Update the stretch of records from the start through the line containing "<point>115,777</point>" by changing "tree shadow" to "palm shadow" and keeping everything else the same.

Provided data –
+===+

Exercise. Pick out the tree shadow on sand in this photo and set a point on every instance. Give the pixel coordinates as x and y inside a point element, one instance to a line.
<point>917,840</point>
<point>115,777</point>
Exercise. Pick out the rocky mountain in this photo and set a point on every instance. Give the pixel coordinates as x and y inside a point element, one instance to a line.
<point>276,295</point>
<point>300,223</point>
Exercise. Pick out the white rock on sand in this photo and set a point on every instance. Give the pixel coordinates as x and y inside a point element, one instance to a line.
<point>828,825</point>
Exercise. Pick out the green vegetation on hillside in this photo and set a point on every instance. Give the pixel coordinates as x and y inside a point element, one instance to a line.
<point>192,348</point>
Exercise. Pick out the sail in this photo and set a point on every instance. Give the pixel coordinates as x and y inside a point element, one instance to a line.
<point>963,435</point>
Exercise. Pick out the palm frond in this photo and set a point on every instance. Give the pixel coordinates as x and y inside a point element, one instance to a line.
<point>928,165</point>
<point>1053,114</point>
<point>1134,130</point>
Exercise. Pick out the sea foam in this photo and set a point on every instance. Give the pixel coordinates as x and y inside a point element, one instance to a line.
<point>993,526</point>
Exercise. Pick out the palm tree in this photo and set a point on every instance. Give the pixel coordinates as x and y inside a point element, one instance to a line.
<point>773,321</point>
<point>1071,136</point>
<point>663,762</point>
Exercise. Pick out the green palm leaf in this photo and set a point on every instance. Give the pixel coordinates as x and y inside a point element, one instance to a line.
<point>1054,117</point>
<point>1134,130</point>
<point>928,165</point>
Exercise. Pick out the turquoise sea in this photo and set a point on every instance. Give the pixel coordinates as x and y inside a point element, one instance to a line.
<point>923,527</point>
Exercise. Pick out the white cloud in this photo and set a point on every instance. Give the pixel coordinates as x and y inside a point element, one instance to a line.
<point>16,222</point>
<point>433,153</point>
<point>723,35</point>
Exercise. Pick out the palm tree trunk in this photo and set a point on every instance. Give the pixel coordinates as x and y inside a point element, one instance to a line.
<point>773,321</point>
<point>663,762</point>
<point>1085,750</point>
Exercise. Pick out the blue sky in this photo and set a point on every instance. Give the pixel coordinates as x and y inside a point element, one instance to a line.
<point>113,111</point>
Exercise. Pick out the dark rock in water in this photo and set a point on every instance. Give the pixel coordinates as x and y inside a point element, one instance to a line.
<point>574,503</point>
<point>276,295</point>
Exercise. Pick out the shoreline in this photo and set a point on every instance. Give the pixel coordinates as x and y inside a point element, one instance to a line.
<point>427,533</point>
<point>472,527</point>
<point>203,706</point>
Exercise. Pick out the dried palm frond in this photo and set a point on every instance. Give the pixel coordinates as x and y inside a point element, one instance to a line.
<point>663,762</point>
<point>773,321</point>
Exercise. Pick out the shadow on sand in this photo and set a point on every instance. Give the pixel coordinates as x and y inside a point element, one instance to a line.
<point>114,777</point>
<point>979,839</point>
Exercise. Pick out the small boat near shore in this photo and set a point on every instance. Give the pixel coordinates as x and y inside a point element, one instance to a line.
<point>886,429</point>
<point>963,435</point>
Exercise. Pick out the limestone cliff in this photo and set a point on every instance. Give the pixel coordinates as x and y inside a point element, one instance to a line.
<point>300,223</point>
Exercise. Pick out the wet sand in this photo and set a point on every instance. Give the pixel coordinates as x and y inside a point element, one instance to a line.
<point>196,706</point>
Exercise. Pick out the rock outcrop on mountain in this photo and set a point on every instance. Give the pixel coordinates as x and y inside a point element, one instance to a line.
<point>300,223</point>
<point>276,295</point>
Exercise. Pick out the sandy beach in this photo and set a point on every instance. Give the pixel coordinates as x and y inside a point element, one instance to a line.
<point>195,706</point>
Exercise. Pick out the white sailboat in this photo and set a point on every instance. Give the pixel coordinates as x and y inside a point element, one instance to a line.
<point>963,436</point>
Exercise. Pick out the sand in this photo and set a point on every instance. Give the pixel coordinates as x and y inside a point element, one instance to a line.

+===+

Result of this exercise –
Exercise. Pick out the palm shadow on sand in this photo and set a point on every instance. Give the pixel coordinates as x and y inside a point element, one instance to a line.
<point>917,840</point>
<point>115,777</point>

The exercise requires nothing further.